[Opening Text section section]
I think my exact words in Friday’s blog post were something along the lines of how we were going to have a super low-key weekend and how giddy I was about it.
Ha! What a joke. Oy. Low key is the last word I would use to describe our weekend as our lives came to a halt bright and early Friday morning when we noticed that something was terribly wrong with Teddy, our beloved 10.5 year old rescue chihuahua-pug mix.
Thursday was a very relaxed day for us. The girls and I oddly stayed home all day except to eat dinner and swim with friends for a couple hours that evening. Teddy is my shadow and follows me wherever I go, and I never witnessed any kind of hard jump or injury on Thursday.
Later that night, when we crawled into bed, I said to Jamie that Teddy was shaking. We knew this meant he probably didn’t feel well and that something was up. I was concerned, but he was otherwise acting fine, walking normally, etc. He’d walked up the stairs and into our bed just like normal.
[Closing Text section section]
[Opening Study material section]
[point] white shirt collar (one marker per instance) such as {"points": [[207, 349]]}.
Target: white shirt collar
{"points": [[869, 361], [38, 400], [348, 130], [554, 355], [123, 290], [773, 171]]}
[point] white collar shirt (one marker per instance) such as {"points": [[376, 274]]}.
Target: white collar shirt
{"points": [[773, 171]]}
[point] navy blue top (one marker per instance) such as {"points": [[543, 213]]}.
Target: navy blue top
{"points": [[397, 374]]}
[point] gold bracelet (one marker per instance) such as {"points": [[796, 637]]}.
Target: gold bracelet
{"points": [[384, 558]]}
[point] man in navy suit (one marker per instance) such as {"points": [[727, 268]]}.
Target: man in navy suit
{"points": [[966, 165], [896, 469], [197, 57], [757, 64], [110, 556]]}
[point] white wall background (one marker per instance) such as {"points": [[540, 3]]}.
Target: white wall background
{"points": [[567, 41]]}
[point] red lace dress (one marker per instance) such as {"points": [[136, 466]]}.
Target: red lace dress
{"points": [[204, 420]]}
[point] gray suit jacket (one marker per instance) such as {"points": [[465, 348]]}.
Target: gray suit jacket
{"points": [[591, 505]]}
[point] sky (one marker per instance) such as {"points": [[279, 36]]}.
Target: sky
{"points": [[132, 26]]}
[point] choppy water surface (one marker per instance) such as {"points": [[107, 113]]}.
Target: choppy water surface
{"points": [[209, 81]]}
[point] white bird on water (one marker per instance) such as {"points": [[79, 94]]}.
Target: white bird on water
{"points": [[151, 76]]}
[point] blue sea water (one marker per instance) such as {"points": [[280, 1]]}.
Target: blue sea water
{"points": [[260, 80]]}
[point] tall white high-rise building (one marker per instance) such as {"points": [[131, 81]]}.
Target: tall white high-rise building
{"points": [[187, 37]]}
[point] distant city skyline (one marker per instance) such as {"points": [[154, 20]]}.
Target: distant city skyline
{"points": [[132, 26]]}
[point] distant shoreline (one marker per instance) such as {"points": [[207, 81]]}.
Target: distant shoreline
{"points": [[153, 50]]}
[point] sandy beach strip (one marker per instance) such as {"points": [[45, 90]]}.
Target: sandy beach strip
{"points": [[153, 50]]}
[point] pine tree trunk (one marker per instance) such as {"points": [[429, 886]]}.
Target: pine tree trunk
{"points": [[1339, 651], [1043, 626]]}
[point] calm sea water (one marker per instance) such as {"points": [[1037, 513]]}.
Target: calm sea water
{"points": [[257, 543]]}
[Closing Study material section]
## Aim of the task
Extend the blog post about Teddy's sudden illness, picking up right after its final sentence.

## Exercise answer
When I woke up at 4:20 to go to my 5 a.m. OTF class, I saw Teddy sitting up in bed shaking again. Now I was super concerned. I tried to get Teddy to go outside with me to the bathroom so that I could evaluate him, but instead he jumped off the bed and hid under it. I woke up Jamie to tell him, but he said that it wasn’t abnormal for Teddy to sleep under the bed after I leave for my class.
When I came back home around 6:15, I saw Jamie in the front yard with Teddy. He said that Teddy could barely walk. From there, everything went from 0 to 100 rapidly. His back was horribly hunched and his back legs were giving out under him. We picked him up, brought him inside, and I just knew something terrible had happened.
They always say that there’s never a good time for these things to happen, but the silver lining in all of this was that this actually wasn’t a horrible time for this to happen. I’d already made plans to spend the day with my mom (we hadn’t had a chill/run around together day in a few weeks), and Jamie only had to put in four hours of work that day. Plus, like I said, we had zero weekends plans (like, ZERO, which is very abnormal), so all of this was a huge blessing amidst sudden chaos.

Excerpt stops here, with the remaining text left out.